**Passage to read:**

****************

Furthermore, the annual general meeting resolved, in accordance with the proposal from the Proposer, to re-elect Deloitte AB as auditor and that remuneration for the auditor shall be paid in accordance with customary norms and approved invoice. Deloitte AB has informed that Maria Ekelund will be continue to be appointed as the responsible auditor.

Resolution on authorization regarding issues

The annual general meeting resolved, in accordance with the proposal from the board of directors, to authorize the board of directors, up until the next annual general meeting, at one or several occasions, with or without deviation from the shareholders’ preferential rights and with or without provisions regarding contribution in kind, set-off or other conditions, to issue shares, convertibles and/or warrants.

The reason for why a deviation from the shareholders’ preferential rights should be possible is to enable the company to source working capital, to be able to execute acquisitions of companies or operating assets as well as to enable issues to industrial partners within the framework of partnerships and alliances. To the extent that the authorization is used for an issue with deviation from the shareholders’ preferential rights, the issue shall take place on market terms.

Lund on 13 June 2025
Chosa Oncology AB (publ)

****************

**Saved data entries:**
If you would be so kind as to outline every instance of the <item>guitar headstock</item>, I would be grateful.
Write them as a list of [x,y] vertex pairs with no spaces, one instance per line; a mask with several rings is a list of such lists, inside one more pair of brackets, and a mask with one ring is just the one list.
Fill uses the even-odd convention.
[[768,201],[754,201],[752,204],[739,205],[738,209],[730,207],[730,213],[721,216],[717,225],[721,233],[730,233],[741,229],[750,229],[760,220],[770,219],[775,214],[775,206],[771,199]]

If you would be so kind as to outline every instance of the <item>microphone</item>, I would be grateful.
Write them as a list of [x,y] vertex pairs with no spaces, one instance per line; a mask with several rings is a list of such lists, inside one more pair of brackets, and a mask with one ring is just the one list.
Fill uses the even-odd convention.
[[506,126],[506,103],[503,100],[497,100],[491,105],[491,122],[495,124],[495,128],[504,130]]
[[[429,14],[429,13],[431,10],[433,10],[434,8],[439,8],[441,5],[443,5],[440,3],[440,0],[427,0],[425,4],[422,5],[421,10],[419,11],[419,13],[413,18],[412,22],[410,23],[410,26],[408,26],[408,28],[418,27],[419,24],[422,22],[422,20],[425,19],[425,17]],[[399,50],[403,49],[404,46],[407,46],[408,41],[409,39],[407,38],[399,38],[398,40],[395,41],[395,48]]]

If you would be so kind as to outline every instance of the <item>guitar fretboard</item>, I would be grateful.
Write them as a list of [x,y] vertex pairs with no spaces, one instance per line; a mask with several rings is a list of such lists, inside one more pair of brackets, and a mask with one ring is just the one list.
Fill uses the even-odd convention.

****************

**What to work on:** Could you carry on the text about the annual general meeting resolutions from where it stops?

**Written answer:**
For additional information, contact:
Peter Buhl Jensen, CEO
[email protected]  
+ 45 21 60 89 22

This information was submitted for publication, through the agency of the contact person set out above, on 13 June 2025. 

 

CHOSA in short

CHOSA Oncology AB is an oncology biotechnology company led by a proven international team with veteran specialists in oncology; drug development; running clinical trials; regulatory expertise; and business development. CHOSA intends to enter into agreements for partnership or sublicensing of LiPlaCis® and the DRP®.

 

About Cisplatin-DRP, a test to predict if cisplatin treatment is likely to be successful

CHOSA is focused on late-stage clinical development of LiPlaCis® and its DRP® drug response predictor to which it has worldwide rights. The cisplatin DRP is the only proven test to foresee and thereby select who to treat and who will benefit from cisplatin. Breast: We have strong phase 2b data in metastatic breast cancer, demonstrating that patients selected by DRP® responded better to treatment; have longer progression-free survival; and maybe even an overall longer total survival than those patients who were identified as unlikely to respond well to the treatment.

Lung: The cisplatin DRP has previously shown its ability to foresee the value of cisplatin therapy in lung cancer. Cisplatin therapy after surgery is a gold standard that increases lung cancer cure, but not always, and until now the doctors do not know who will benefit from cisplatin and who should have something else. This is where the cisplatin DRP is a potential game changer, especially in new neoadjuvant treatment where immunotherapy obtains high efficacy rates when combined with cisplatin doubles. Cisplatin DRP was validated in a blinded retrospective study in two lung cancer patient cohorts receiving cisplatin after surgery to kill remaining tumor cells. Thus, patients with the 10% highest scores had a 3-year survival of 90% whereas the patients with the lowest 10% score had much lower survival with only 40% surviving 3 years1.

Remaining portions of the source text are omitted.